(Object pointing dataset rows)
····················

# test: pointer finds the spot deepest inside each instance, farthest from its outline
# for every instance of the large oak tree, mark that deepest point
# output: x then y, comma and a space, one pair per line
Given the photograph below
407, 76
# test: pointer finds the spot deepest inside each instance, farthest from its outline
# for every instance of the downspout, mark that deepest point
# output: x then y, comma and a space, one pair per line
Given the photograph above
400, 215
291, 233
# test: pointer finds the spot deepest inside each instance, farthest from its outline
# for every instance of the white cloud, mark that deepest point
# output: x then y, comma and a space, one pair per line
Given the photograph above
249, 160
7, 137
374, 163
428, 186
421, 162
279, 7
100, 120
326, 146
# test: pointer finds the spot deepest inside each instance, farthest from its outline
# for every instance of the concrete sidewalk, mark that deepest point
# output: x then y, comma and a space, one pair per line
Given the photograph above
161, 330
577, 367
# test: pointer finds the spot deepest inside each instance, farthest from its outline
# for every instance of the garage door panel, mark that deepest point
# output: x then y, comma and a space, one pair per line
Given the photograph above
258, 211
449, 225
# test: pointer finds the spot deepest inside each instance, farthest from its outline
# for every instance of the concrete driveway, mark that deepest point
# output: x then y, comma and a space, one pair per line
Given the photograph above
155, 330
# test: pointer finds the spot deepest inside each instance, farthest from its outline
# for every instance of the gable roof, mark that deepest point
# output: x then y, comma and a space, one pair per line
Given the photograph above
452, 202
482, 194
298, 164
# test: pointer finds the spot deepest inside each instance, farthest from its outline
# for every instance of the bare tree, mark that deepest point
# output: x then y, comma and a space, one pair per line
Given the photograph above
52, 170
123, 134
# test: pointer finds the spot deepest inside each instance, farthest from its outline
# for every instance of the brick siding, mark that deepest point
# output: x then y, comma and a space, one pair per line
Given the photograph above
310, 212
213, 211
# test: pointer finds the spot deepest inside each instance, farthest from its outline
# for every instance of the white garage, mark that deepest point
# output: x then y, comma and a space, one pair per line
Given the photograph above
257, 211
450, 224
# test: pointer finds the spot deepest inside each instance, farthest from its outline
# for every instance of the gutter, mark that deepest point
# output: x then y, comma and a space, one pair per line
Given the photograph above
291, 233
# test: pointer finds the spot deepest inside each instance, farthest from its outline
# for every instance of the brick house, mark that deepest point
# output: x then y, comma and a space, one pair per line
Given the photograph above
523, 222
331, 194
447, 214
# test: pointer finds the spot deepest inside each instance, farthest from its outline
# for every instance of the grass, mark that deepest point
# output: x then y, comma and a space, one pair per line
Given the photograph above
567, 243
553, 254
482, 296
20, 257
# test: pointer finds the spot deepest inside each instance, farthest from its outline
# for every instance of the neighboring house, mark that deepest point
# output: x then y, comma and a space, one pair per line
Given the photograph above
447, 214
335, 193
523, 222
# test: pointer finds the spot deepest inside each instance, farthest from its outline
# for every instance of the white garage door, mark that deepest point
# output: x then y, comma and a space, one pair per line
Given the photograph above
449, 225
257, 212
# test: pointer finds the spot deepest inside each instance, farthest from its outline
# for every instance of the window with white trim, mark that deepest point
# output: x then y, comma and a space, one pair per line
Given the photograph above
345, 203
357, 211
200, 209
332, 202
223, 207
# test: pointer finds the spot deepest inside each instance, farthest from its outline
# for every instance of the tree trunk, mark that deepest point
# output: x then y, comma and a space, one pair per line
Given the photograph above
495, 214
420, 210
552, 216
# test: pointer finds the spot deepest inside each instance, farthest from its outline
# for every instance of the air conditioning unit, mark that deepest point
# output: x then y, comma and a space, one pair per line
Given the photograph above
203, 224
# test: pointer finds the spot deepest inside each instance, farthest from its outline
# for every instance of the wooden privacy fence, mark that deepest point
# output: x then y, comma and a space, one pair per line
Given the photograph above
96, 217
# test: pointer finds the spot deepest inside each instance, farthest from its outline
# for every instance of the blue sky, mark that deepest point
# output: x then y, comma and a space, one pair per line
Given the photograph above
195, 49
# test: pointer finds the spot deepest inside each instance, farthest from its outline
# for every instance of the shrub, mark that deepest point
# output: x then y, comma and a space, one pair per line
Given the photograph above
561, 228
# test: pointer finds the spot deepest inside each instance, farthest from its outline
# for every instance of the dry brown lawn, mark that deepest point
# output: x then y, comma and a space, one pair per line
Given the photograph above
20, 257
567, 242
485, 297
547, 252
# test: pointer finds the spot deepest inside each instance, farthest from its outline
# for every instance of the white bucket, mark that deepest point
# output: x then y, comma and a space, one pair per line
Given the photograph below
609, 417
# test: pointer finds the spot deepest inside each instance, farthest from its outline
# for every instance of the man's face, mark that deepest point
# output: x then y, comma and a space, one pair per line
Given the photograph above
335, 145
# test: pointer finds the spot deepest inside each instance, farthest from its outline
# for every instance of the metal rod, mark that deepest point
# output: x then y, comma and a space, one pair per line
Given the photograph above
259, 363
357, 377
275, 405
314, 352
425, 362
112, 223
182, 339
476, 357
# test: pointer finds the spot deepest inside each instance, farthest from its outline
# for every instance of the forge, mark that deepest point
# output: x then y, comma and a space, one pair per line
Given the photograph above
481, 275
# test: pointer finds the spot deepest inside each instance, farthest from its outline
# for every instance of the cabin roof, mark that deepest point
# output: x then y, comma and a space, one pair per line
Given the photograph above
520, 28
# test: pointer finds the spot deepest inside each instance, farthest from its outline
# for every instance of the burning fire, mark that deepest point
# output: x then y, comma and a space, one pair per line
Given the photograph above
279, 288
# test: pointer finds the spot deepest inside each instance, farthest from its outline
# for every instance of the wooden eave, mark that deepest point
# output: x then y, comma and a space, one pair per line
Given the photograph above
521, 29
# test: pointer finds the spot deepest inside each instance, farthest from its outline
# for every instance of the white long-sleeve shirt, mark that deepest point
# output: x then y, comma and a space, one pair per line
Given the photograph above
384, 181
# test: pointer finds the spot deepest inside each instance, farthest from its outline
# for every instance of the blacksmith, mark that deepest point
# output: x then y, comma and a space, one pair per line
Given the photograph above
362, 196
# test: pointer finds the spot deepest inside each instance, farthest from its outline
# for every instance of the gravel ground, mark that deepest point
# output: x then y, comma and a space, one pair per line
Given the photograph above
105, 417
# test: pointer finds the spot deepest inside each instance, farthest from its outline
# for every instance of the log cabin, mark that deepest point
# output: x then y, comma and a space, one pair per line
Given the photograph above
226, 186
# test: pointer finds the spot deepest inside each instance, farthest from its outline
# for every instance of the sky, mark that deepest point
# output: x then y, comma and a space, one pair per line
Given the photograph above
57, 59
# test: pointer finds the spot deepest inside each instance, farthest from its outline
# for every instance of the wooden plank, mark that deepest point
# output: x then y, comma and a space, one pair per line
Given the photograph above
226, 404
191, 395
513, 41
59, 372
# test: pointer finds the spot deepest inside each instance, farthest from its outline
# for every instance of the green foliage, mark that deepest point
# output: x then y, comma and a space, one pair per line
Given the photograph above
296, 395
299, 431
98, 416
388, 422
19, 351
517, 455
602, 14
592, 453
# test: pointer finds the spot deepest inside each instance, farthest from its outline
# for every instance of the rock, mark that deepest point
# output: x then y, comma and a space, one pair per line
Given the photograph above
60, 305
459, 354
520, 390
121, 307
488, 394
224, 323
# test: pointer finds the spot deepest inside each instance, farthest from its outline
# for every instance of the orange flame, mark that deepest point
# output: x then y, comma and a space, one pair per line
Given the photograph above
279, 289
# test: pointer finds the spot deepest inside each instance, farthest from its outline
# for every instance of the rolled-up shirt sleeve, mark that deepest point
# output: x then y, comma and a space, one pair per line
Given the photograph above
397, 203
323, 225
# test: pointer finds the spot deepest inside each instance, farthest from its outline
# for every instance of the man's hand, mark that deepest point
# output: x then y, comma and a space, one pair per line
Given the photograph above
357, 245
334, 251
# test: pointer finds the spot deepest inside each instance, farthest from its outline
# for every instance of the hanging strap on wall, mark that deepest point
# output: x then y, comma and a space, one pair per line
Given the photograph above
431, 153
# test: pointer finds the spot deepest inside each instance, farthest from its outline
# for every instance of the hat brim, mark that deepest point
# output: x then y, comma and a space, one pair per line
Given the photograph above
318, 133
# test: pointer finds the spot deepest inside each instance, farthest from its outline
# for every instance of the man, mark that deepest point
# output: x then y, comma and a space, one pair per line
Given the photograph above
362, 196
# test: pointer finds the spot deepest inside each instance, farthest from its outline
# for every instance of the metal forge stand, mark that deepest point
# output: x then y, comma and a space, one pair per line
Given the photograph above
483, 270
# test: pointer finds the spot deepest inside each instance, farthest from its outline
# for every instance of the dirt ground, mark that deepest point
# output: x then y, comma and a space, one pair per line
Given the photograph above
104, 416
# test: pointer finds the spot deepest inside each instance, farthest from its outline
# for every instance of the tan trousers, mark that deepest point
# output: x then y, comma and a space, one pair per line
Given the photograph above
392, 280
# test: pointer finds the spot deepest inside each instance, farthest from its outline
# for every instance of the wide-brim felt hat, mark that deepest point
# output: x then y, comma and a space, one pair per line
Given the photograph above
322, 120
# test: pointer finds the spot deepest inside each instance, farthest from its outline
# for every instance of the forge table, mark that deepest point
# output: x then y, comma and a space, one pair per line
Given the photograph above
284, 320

····················

* **Description of the task**: Gather every line in the records above that contains the word "brick".

* **Response to the task**:
# for every instance of the brick siding, mark that deepest point
# for every instance of the brick house, mark that deepest point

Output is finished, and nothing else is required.